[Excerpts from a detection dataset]
+++

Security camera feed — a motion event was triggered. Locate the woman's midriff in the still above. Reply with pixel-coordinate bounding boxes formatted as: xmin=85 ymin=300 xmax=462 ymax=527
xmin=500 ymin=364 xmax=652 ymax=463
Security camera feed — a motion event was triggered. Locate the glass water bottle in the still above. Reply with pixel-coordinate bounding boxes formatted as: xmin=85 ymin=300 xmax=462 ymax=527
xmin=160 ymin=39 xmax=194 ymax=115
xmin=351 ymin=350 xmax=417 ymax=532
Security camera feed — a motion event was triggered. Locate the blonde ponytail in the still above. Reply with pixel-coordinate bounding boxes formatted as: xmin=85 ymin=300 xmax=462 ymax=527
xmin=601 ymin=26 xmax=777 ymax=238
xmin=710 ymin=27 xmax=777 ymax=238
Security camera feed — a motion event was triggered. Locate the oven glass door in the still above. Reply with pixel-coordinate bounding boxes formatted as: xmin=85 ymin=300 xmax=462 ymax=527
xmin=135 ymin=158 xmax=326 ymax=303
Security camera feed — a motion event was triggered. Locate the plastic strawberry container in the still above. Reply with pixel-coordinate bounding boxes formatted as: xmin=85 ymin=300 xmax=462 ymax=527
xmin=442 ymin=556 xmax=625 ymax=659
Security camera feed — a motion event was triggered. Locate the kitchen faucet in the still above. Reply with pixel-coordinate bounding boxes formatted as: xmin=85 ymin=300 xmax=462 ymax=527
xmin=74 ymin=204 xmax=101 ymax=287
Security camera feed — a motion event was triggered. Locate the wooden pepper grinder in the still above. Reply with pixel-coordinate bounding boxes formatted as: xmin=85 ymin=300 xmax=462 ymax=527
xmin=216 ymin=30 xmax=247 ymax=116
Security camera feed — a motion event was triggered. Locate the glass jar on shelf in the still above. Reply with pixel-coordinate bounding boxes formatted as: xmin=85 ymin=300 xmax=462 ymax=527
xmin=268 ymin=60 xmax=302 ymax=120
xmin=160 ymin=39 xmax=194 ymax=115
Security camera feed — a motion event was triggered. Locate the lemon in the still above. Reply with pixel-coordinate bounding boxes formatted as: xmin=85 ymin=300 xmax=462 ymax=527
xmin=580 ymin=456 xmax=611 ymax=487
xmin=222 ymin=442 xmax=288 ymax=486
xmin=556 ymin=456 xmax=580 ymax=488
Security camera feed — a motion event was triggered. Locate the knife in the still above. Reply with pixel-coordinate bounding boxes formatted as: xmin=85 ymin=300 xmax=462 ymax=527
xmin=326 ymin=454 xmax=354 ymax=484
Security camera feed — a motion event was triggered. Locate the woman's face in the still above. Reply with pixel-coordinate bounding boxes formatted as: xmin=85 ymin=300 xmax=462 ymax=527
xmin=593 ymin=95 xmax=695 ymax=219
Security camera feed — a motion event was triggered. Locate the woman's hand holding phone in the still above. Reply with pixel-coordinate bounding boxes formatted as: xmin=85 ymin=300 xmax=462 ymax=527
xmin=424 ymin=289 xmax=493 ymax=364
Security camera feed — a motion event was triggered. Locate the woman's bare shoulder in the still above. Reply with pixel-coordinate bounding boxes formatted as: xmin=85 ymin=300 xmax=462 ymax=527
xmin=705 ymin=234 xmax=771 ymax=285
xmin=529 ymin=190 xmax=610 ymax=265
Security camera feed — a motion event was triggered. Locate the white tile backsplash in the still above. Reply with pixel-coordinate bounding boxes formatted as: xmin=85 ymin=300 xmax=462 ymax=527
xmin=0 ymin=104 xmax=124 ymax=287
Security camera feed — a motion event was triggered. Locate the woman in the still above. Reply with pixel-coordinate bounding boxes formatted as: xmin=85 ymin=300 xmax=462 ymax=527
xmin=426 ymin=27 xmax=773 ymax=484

+++

**TASK DIRECTIONS**: Put the lines above into a numbered list, omitting any blank lines.

**SOLUTION TO THE EXERCISE**:
1. Security camera feed — a motion event was triggered. Locate the woman's midriff in the still above. Reply with pixel-coordinate bounding boxes formatted as: xmin=85 ymin=300 xmax=462 ymax=527
2. xmin=500 ymin=364 xmax=652 ymax=463
3. Security camera feed — a motion event was triggered. Locate the glass water bottle in the still above. Reply with pixel-coordinate bounding boxes formatted as: xmin=85 ymin=300 xmax=462 ymax=527
4. xmin=160 ymin=39 xmax=194 ymax=115
5. xmin=351 ymin=350 xmax=417 ymax=532
6. Security camera feed — a motion event was triggered. Locate the blonde ponytail in the still above. Reply with pixel-coordinate bounding boxes formatted as: xmin=85 ymin=300 xmax=462 ymax=527
7. xmin=601 ymin=26 xmax=777 ymax=238
8. xmin=710 ymin=27 xmax=777 ymax=238
9. Security camera feed — a motion event was triggered. Locate the oven glass door in the still above. Reply with pixel-coordinate bounding boxes formatted as: xmin=85 ymin=300 xmax=462 ymax=527
10. xmin=135 ymin=158 xmax=326 ymax=303
11. Security camera feed — a motion event was triggered. Locate the plastic strawberry container in the still above. Reply with pixel-coordinate bounding boxes formatted as: xmin=85 ymin=300 xmax=462 ymax=527
12. xmin=442 ymin=556 xmax=625 ymax=659
13. Security camera feed — a motion event was triggered. Locate the kitchen faucet in the still above. Reply with pixel-coordinate bounding boxes formatted as: xmin=85 ymin=300 xmax=462 ymax=527
14. xmin=74 ymin=204 xmax=101 ymax=287
15. Security camera feed — a motion event was triggered. Locate the wooden pepper grinder in the still above. Reply with pixel-coordinate bounding boxes formatted as: xmin=85 ymin=300 xmax=462 ymax=527
16. xmin=216 ymin=30 xmax=247 ymax=116
17. Security camera feed — a motion event was triggered. Locate the glass jar on shelf in the still above. Reply with pixel-coordinate bounding boxes formatted as: xmin=85 ymin=300 xmax=462 ymax=527
18. xmin=268 ymin=60 xmax=302 ymax=120
19. xmin=160 ymin=39 xmax=194 ymax=115
20. Security camera feed — a motion event was triggered. Locate the lemon in the still above. Reply with pixel-coordinate bounding boxes formatted as: xmin=85 ymin=300 xmax=462 ymax=527
21. xmin=580 ymin=456 xmax=611 ymax=487
22. xmin=222 ymin=442 xmax=288 ymax=486
23. xmin=556 ymin=456 xmax=580 ymax=488
24. Security camera feed — a motion event was triggered. Locate the knife in the still above. Reply with pixel-coordinate bounding boxes formatted as: xmin=85 ymin=300 xmax=462 ymax=527
25. xmin=326 ymin=454 xmax=354 ymax=484
26. Security camera feed — a motion event was triggered. Locate the woman's face in the still above. Reply with pixel-coordinate bounding boxes formatted as: xmin=85 ymin=300 xmax=462 ymax=527
27. xmin=593 ymin=95 xmax=695 ymax=219
28. Security camera feed — a motion event was triggered. Locate the woman's hand holding phone in the still above. Reply with pixel-coordinate bounding boxes formatted as: xmin=85 ymin=300 xmax=462 ymax=527
29. xmin=424 ymin=289 xmax=493 ymax=364
30. Security camera feed — a motion event was triggered. Locate the woman's bare shoulder in the still above. Reply with pixel-coordinate bounding boxes formatted as: xmin=85 ymin=300 xmax=462 ymax=527
31. xmin=705 ymin=234 xmax=771 ymax=285
32. xmin=529 ymin=190 xmax=610 ymax=265
33. Security camera feed — a motion event was triggered. Locate the white tile backsplash in the still above. Reply with pixel-coordinate bounding boxes formatted as: xmin=85 ymin=300 xmax=462 ymax=527
34. xmin=0 ymin=104 xmax=124 ymax=287
35. Security camera feed — a motion event was triggered. Locate the woman in the still above. Reply with pixel-coordinate bounding boxes formatted as: xmin=85 ymin=300 xmax=462 ymax=527
36. xmin=426 ymin=27 xmax=773 ymax=484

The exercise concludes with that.